_Stored rows_:
Start

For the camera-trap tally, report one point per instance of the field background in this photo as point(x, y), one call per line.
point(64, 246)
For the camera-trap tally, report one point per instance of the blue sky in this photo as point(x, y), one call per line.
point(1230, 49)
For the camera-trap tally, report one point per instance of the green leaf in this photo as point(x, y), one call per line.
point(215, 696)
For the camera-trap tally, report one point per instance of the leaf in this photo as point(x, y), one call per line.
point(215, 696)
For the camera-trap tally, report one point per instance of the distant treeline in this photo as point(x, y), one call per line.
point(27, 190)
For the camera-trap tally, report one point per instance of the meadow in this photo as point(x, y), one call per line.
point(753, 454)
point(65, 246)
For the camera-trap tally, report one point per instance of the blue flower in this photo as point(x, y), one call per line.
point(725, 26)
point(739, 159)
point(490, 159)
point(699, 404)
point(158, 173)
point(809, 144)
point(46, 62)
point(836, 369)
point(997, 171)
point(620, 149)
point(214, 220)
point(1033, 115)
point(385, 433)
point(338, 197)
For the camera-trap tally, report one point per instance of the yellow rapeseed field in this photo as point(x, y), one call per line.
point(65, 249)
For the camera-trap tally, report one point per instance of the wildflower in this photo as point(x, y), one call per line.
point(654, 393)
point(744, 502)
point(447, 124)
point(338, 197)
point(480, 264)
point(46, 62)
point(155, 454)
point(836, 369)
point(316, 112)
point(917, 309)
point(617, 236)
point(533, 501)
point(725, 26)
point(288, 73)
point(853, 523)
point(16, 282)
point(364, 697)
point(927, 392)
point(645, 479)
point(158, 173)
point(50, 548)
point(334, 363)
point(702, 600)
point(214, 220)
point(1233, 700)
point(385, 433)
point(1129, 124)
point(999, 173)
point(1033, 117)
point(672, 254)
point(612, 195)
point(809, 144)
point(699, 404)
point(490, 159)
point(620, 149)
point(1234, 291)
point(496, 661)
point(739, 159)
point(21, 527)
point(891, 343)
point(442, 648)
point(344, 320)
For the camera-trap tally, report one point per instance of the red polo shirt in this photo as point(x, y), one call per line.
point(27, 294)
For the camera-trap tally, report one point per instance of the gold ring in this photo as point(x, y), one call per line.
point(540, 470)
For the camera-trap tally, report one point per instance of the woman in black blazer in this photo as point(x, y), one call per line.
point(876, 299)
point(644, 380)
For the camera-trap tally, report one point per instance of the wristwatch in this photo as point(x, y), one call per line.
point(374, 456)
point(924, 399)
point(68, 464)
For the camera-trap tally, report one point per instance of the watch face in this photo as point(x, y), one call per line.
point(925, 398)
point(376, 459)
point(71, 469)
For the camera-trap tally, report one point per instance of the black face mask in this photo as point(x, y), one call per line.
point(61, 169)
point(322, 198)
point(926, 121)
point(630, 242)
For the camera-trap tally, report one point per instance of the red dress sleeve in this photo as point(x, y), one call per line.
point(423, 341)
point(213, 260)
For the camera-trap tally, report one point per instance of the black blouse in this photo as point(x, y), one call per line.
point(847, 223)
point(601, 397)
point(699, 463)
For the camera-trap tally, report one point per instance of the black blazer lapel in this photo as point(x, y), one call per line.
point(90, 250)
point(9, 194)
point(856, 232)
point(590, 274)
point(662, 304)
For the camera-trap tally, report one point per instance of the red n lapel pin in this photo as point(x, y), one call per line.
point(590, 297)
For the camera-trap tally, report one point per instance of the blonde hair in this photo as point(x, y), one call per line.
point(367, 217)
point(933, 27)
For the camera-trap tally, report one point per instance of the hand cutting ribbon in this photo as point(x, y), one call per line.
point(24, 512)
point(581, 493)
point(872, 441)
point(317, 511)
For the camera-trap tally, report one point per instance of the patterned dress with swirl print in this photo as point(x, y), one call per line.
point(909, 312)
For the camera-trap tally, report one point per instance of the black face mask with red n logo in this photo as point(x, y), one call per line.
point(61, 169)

End

_Do this_:
Reproduce every line from the line containing "the red polo" down to the line containing "point(68, 464)", both included, with the item wording kept as is. Multiply each point coordinate in the answers by 0.35 and round to the nearest whole number, with halves rounded up.

_Written response_:
For the camera-trap tally, report one point per instance of the red polo shirt in this photo as point(x, y), one call per line.
point(9, 103)
For the camera-trap tally, report one point per instance of the gold ring in this photo as point(x, y), one call per line.
point(189, 165)
For the camera-trap tally, report one point per instance of the woman in black blazer in this photo as point(x, y), one call per line.
point(307, 105)
point(225, 133)
For the camera-trap tally, report one point per instance of the wristwatch in this photo as point(x, y), one call per line.
point(131, 160)
point(323, 140)
point(24, 162)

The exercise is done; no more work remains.